▸ **Seitenauszug**
:::::
Faschismus und Kapitalismus

Die Abschaffung der Arbeit, die das Kapital geleistet hat, entzieht der Herrschaft von Menschen über Menschen den im Verhältnis der Menschen zur Natur liegenden ökonomischen Grund, und der Zwang, stetig und ohne Rücksicht auf die lebendigen Menschen die Produktivkräfte zu entwickeln, regrediert zur Herrschaft sans phrase wie in vorgeschichtlichen Zeiten, als sich die Herrschaft zwar konstatieren, aber nicht verbindlich begründen ließ. Nur ist die Regression stets unausdenkbar viel schlimmer als der ursprüngliche Zustand, zu dem sie angeblich zurückführt.
Die Willkürherrschaft unter den Primitiven war noch verhältnismäßig harmlos. Den Untaten selbst der Kannibalen waren durch die Reichweite ihrer Füße, ihrer Waffen und die Kapazität ihres Magens enge Grenzen gesetzt. Erst die Willkürherrschaft, auf die eine hochkapitalistische Gesellschaft regrediert, kann 6 Millionen Menschen planmäßig und weitere 44 Millionen Menschen außerplanmäßig vernichten.
Sinnlose Willkürherrschaft in vorbürgerlichen Zeiten stand immerhin unter dem Bann der Hilflosigkeit, mit der die noch ganz in Natur befangenen Menschen ihr Leben reproduzierten.
:::::
▸ **Bereitgestellte Angaben**

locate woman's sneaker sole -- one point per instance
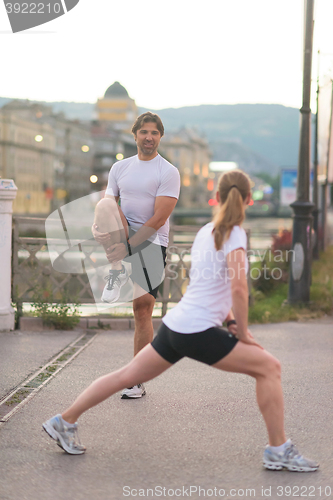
:::::
▸ **Zu erledigende Aufgaben**
• 1. Geben Sie aus dem Seitenauszug oben die Passage wortgetreu wieder, die bei den Worten „Sinnlose Willkürherrschaft in“ einsetzt, und hören Sie nach „ihr Leben reproduzierten.“ auf.
• 2. Wodurch waren den Untaten der Kannibalen laut dem Seitenauszug enge Grenzen gesetzt?

▸ **Antworten**
• 1.
Sinnlose Willkürherrschaft in vorbürgerlichen Zeiten stand immerhin unter dem Bann der Hilflosigkeit, mit der die noch ganz in Natur befangenen Menschen ihr Leben reproduzierten.

• 2. Durch die Reichweite ihrer Füße, ihrer Waffen und die Kapazität ihres Magens.